Data extracted from a collection -
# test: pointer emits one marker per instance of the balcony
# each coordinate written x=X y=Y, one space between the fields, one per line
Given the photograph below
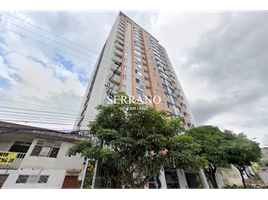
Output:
x=121 y=28
x=120 y=36
x=114 y=67
x=171 y=109
x=116 y=79
x=121 y=32
x=146 y=75
x=117 y=59
x=120 y=41
x=184 y=109
x=144 y=62
x=149 y=92
x=119 y=46
x=16 y=162
x=147 y=83
x=145 y=68
x=115 y=89
x=188 y=119
x=122 y=25
x=118 y=53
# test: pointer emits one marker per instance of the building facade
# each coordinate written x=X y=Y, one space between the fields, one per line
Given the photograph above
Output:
x=133 y=61
x=32 y=157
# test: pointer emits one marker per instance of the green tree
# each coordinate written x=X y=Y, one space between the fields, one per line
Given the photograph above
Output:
x=242 y=152
x=214 y=147
x=138 y=141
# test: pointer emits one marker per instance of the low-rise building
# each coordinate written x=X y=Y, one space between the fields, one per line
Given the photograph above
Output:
x=32 y=157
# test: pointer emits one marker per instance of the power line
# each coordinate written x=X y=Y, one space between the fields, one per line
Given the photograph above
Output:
x=56 y=35
x=210 y=117
x=51 y=33
x=36 y=110
x=46 y=45
x=49 y=39
x=37 y=105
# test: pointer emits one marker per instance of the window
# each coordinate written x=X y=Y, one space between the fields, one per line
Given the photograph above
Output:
x=138 y=74
x=32 y=179
x=21 y=147
x=45 y=148
x=124 y=88
x=139 y=84
x=140 y=95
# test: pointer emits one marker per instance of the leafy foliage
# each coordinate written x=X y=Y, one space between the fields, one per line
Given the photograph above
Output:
x=222 y=149
x=138 y=140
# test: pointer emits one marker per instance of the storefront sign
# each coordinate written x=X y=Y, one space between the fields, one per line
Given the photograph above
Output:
x=7 y=157
x=73 y=170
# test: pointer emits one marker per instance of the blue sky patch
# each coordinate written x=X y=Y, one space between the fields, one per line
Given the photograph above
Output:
x=4 y=83
x=66 y=63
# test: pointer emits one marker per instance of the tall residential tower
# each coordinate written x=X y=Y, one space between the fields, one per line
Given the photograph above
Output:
x=133 y=61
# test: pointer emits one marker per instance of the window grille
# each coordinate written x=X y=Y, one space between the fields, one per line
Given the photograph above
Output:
x=22 y=179
x=53 y=152
x=36 y=150
x=40 y=142
x=43 y=179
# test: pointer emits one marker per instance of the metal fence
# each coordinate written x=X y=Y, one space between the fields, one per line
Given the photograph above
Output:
x=15 y=164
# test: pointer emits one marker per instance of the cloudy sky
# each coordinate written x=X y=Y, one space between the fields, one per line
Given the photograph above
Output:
x=220 y=57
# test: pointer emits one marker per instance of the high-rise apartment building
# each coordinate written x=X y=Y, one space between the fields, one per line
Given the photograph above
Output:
x=133 y=61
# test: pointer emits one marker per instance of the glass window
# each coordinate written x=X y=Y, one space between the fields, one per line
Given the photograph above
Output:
x=140 y=95
x=124 y=88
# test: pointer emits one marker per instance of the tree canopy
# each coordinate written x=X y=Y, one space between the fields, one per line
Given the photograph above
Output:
x=138 y=141
x=222 y=149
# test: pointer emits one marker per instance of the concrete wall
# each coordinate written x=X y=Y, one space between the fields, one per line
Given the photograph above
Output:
x=55 y=168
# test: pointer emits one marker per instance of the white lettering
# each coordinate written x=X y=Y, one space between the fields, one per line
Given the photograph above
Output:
x=139 y=99
x=149 y=100
x=115 y=98
x=123 y=99
x=131 y=99
x=109 y=100
x=159 y=99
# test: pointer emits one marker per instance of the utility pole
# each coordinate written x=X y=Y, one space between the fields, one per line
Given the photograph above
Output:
x=97 y=167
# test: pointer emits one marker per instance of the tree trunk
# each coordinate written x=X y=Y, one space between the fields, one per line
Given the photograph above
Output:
x=211 y=176
x=214 y=183
x=241 y=169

Brief - All of the data gets printed again exactly; the pictures do not.

Written answer -
# test: pointer emits one marker per instance of the balcony
# each coordinate written x=X y=Y, one space between the fields, one per line
Given the photograph below
Output:
x=121 y=28
x=120 y=36
x=114 y=67
x=171 y=109
x=116 y=79
x=121 y=32
x=146 y=75
x=117 y=59
x=120 y=41
x=184 y=109
x=144 y=62
x=149 y=92
x=119 y=46
x=16 y=162
x=147 y=83
x=145 y=68
x=115 y=89
x=188 y=119
x=122 y=25
x=118 y=53
# test: pointer emits one marker per instance of the building facade
# each coordinate written x=X y=Y, one space between the fields, one per line
Given the photograph above
Output:
x=133 y=61
x=32 y=157
# test: pointer emits one marker per instance of the green tree
# each coordinate written x=X y=Y, one space between the fields, one per line
Given the photograph above
Output:
x=242 y=152
x=214 y=147
x=138 y=141
# test: pointer emits one marker per instance of the low-rise building
# each coordinate written x=X y=Y, one space between the fields, one per line
Given the photograph above
Output:
x=32 y=157
# test: pointer emits one marker per instance of the power line
# each coordinate written x=X y=Y, one space between the fields, one per line
Given the photograph above
Output:
x=56 y=35
x=210 y=117
x=51 y=33
x=36 y=110
x=46 y=45
x=49 y=39
x=37 y=105
# test: pointer emits one marker per instance of the window
# each coordinate written x=X y=Y, one space between the fields, one per line
Given the photograph above
Output:
x=138 y=74
x=32 y=179
x=21 y=147
x=45 y=148
x=124 y=88
x=139 y=84
x=140 y=95
# test: pointer emits one marker per instance of the leafy foliage
# each coordinate written x=X y=Y, one space between the fields, one per line
Given the photograph above
Output:
x=222 y=149
x=138 y=140
# test: pointer emits one marker per instance of the storefront sign
# each coordinate written x=X y=Y, one space between the fields, one per line
Given the photograph above
Output:
x=7 y=157
x=73 y=170
# test: pointer emits one marker per instance of the blue sky patch
# each coordinate written x=X y=Y, one space between the fields, one per line
Given the photograph above
Output:
x=4 y=83
x=66 y=63
# test: pointer emits one marker per instance of the tall residential tower
# each coordinate written x=X y=Y, one space between the fields, one per line
Given the photograph above
Output:
x=133 y=61
# test: pointer emits one marker per instance of the window grille
# each coordinate written x=X y=Y, one space between the fields, one per line
Given the photograph above
Output:
x=22 y=179
x=53 y=152
x=36 y=150
x=40 y=142
x=43 y=179
# test: pointer emits one marker per instance of the metal fence
# each coordinate written x=X y=Y, one space between the fields, one per line
Given the photograph above
Output:
x=15 y=164
# test: pointer emits one marker per instance of the cloudy sky
# each coordinate written x=X y=Y, one space between the fields, one per line
Given the photograph above
Output:
x=220 y=57
# test: pointer emits one marker per instance of the high-rise apartment building
# each coordinate written x=X y=Y, one space between the fields, one per line
Given the photograph above
Output:
x=133 y=61
# test: pointer emits one marker per instance of the glass window
# each coordinate written x=X y=Y, one space between the fields, one per line
Given the photograph above
Output:
x=140 y=95
x=124 y=88
# test: pointer emits one marker per instance of the tree canopy
# each coordinate written x=X y=Y, one space between the fields, one per line
Given the photograph above
Output:
x=138 y=141
x=222 y=149
# test: pointer emits one marker per instance of the concrete wall
# each coordinate written x=X y=Y, one space between the fields, one per line
Given the photograph above
Output:
x=55 y=168
# test: pointer emits one marker per instance of the white lettering
# each coordinate written x=X y=Y, one space between the fields, one per line
Given the photograph above
Output:
x=139 y=99
x=149 y=100
x=115 y=98
x=123 y=99
x=131 y=99
x=109 y=100
x=159 y=99
# test: pointer emits one marker per instance of the utility pole
# each coordinate written x=X y=Y, one space between the fields, one per line
Given the photograph above
Output:
x=97 y=167
# test: pointer emits one marker per instance of the tree trunk
# each coordinate written x=X y=Y, one space between the fields, one per line
Given the photograph above
Output:
x=211 y=176
x=214 y=183
x=241 y=169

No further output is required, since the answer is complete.